# [Exercise directions]
Across the lines of the records below, how many have the string "Every" in them? Answer with the number alone.
Dataset extract Block Start
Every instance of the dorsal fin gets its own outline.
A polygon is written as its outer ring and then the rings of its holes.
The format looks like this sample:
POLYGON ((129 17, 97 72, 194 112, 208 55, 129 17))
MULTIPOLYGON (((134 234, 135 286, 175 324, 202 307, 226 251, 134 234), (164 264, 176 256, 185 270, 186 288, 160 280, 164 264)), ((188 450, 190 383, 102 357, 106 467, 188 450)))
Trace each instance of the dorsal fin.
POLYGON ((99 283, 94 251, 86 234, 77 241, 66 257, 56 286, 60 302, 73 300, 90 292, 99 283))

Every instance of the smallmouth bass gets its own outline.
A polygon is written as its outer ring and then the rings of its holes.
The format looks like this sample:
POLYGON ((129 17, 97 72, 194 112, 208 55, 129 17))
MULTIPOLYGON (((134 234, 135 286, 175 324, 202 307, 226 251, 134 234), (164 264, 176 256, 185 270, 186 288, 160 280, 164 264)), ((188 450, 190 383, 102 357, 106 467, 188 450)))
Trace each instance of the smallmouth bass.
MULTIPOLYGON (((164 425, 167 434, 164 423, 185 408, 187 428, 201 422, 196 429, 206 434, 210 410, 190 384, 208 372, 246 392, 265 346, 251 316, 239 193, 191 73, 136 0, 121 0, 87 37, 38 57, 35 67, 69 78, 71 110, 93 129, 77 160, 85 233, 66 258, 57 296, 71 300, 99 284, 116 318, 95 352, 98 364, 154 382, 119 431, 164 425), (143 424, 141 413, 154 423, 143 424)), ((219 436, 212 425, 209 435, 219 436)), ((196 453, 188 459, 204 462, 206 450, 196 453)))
Dataset extract Block End
# [Exercise answer]
2